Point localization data
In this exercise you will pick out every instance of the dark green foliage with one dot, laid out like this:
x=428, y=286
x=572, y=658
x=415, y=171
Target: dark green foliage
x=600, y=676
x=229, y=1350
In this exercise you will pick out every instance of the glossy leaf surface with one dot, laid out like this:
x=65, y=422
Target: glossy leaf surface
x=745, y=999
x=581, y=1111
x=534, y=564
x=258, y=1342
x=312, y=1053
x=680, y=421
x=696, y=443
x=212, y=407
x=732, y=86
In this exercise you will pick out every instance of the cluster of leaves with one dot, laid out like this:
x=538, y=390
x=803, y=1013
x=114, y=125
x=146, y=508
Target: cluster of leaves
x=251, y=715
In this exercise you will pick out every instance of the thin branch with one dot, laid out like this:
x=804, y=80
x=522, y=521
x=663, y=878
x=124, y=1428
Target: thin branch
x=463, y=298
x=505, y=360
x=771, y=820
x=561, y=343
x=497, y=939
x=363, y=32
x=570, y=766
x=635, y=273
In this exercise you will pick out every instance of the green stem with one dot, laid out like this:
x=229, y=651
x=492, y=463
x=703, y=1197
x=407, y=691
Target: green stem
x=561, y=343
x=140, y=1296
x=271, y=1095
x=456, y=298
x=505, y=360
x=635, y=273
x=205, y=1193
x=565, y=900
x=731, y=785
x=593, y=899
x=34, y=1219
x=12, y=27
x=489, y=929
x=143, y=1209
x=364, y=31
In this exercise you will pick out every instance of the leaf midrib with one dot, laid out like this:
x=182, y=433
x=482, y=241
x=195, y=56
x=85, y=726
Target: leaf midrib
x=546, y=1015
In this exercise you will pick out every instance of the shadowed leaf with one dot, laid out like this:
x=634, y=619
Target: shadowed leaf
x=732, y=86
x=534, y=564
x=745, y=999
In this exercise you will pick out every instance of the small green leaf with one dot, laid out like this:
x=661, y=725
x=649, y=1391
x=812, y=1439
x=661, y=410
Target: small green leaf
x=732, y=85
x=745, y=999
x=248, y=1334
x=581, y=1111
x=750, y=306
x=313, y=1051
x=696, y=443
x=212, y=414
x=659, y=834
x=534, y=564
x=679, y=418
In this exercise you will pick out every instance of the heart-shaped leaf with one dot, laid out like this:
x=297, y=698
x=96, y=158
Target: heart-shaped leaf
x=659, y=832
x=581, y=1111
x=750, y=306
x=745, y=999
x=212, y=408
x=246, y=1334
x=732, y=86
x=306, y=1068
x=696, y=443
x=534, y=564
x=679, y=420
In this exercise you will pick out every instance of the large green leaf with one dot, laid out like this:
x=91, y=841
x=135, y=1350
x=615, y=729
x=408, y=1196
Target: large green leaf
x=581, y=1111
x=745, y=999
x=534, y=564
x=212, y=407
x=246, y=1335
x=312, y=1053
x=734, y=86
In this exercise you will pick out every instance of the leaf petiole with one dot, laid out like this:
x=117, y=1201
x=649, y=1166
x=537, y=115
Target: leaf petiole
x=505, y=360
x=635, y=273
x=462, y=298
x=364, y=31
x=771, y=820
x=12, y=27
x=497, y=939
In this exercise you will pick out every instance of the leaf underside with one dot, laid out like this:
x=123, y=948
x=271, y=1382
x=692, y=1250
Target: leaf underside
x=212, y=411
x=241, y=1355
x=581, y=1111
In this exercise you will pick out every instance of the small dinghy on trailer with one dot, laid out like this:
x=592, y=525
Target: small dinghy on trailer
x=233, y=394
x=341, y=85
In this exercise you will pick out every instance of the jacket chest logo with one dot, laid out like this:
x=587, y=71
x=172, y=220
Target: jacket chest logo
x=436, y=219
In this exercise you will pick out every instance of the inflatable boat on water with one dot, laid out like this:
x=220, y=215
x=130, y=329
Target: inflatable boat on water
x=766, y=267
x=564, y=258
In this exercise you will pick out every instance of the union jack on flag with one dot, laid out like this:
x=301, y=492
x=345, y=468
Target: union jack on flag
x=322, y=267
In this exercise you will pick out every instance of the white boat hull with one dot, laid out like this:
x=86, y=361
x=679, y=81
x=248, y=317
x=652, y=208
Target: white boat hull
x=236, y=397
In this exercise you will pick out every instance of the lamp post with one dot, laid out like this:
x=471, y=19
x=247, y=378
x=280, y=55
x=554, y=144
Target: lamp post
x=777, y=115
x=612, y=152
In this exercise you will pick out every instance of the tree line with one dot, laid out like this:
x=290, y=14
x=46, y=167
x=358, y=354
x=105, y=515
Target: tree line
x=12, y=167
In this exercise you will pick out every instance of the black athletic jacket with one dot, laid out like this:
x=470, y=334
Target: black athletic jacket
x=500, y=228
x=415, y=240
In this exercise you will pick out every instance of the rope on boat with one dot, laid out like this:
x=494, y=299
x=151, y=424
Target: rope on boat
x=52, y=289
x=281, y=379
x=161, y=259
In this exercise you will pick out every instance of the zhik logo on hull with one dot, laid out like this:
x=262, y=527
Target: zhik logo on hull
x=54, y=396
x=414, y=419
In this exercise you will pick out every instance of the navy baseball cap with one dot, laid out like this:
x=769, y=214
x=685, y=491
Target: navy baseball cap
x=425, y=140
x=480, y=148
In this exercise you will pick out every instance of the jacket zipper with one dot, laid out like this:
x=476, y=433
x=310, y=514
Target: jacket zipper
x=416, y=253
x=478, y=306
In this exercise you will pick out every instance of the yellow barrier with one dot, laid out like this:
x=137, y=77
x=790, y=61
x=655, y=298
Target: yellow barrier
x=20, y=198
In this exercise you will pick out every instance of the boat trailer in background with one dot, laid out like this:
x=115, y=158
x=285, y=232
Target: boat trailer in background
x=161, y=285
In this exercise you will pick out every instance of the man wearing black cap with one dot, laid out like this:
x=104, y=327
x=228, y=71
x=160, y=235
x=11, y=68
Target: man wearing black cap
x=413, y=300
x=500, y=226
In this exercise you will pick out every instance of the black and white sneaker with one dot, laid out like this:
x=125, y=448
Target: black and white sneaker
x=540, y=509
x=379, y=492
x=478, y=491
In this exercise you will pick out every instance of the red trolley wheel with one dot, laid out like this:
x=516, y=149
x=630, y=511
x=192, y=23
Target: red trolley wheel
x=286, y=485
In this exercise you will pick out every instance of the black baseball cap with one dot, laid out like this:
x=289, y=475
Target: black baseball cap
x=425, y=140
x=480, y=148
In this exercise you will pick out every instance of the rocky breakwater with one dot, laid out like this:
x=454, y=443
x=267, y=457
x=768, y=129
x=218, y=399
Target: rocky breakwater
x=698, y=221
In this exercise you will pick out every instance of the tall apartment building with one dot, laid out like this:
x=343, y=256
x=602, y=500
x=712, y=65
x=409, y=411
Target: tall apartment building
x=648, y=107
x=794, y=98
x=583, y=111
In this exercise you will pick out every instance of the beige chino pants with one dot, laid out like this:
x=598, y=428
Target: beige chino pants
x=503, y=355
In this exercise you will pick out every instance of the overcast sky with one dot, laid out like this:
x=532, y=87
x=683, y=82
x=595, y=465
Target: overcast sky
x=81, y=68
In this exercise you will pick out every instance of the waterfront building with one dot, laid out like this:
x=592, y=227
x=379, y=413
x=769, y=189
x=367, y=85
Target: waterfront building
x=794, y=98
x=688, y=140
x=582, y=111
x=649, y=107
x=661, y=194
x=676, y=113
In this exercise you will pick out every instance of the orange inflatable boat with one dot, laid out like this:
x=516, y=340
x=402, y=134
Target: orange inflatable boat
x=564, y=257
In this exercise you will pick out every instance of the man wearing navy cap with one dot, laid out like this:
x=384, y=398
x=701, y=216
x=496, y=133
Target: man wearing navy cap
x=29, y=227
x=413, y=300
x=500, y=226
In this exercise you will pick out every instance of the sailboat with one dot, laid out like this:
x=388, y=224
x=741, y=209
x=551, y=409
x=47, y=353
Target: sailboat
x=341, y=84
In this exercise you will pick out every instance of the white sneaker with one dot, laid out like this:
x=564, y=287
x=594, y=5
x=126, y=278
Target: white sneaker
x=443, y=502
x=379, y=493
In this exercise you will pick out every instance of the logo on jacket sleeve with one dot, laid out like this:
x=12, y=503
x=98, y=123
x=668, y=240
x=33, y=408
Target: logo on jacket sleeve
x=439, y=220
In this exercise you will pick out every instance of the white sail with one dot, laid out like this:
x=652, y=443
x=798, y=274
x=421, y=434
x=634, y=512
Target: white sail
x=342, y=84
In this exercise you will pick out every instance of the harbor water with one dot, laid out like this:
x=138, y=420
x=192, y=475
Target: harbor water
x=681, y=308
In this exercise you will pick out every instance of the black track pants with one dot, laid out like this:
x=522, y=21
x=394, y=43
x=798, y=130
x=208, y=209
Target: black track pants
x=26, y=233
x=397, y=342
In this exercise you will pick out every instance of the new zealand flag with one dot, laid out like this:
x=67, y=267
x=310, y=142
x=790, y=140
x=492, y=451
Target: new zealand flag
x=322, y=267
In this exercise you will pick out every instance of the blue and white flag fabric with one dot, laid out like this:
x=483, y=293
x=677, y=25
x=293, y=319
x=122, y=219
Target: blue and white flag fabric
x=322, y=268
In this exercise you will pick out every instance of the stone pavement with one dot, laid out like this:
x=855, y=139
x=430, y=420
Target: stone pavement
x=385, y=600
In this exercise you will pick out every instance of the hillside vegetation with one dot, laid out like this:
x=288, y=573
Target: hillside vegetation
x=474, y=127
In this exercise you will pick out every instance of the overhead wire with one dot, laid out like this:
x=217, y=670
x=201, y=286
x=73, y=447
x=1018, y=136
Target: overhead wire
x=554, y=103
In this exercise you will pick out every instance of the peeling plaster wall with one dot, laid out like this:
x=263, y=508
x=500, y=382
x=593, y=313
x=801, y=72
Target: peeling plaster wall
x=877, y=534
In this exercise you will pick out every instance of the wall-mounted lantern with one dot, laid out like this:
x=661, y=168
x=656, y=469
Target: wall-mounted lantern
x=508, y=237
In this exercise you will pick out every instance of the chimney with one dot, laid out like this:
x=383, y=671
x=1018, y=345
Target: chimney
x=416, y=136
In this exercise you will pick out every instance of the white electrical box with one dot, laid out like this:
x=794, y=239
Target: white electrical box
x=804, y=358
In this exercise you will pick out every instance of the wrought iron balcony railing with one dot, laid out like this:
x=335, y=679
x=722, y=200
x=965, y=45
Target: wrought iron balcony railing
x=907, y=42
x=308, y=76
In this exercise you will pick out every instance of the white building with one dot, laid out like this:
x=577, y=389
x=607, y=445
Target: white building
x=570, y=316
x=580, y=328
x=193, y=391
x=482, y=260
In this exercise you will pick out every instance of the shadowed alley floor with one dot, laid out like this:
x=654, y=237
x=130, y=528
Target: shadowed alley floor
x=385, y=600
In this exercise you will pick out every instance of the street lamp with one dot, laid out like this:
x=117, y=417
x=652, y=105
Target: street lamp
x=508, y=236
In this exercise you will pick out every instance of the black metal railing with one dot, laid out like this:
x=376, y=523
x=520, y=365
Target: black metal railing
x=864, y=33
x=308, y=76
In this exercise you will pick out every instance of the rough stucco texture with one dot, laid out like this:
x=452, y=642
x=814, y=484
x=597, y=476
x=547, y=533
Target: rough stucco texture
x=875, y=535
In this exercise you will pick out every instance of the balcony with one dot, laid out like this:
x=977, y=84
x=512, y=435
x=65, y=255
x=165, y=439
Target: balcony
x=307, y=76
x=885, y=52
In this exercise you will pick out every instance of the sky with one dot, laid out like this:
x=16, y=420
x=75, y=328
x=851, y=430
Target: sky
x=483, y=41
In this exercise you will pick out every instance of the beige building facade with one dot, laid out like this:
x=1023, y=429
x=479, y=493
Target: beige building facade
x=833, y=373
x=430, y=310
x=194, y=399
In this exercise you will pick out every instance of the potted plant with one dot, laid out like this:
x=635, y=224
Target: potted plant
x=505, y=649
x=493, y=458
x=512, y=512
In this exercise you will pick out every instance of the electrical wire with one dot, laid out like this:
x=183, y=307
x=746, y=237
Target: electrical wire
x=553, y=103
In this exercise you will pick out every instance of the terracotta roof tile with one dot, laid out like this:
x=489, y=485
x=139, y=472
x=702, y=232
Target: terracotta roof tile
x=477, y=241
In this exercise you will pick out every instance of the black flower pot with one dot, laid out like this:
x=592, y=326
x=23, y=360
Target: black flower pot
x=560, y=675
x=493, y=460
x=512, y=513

**EXERCISE DETAILS**
Reproduce exactly the lines above from the line with "the small green" to the line with "x=130, y=329", including both, and add nothing.

**EXERCISE OUTPUT**
In this exercise you will pick out every instance of the small green leaf with one dot, laid out like this:
x=661, y=725
x=649, y=1391
x=812, y=1439
x=661, y=410
Target: small green leaf
x=732, y=85
x=745, y=999
x=248, y=1334
x=581, y=1111
x=750, y=306
x=313, y=1051
x=696, y=443
x=212, y=414
x=659, y=834
x=534, y=564
x=679, y=418
In this exercise you will pick out every instance of the heart-shaped leaf with one dot, laid out like this:
x=297, y=698
x=96, y=158
Target: heart-shaped leaf
x=659, y=832
x=581, y=1111
x=750, y=306
x=745, y=999
x=212, y=408
x=246, y=1334
x=732, y=86
x=306, y=1068
x=696, y=443
x=534, y=564
x=679, y=420
In this exercise you will pick out every instance of the large green leaf with one dot, laid out like this:
x=91, y=841
x=135, y=1350
x=615, y=729
x=408, y=1196
Target: large green leaf
x=581, y=1111
x=745, y=999
x=534, y=564
x=212, y=407
x=246, y=1335
x=312, y=1053
x=734, y=86
In this exercise you will pick out every instance of the leaf petiole with one dot, laid out like this:
x=117, y=1201
x=649, y=1166
x=537, y=115
Target: leaf petiole
x=505, y=360
x=635, y=273
x=462, y=298
x=364, y=31
x=771, y=820
x=12, y=27
x=497, y=939
In this exercise you will pick out every instance of the leaf underside with one dot, laid out like this:
x=123, y=948
x=271, y=1382
x=692, y=1250
Target: leaf underside
x=212, y=411
x=241, y=1355
x=581, y=1111
In this exercise you will pick out every instance of the small dinghy on trailer with one dot, laid out like this:
x=592, y=525
Target: small dinghy on trailer
x=233, y=394
x=341, y=85
In this exercise you will pick out every instance of the jacket chest logo with one dot, laid out like this:
x=587, y=71
x=172, y=220
Target: jacket chest logo
x=436, y=219
In this exercise you will pick out every instance of the inflatable boat on water with one dot, laid out like this:
x=220, y=215
x=130, y=329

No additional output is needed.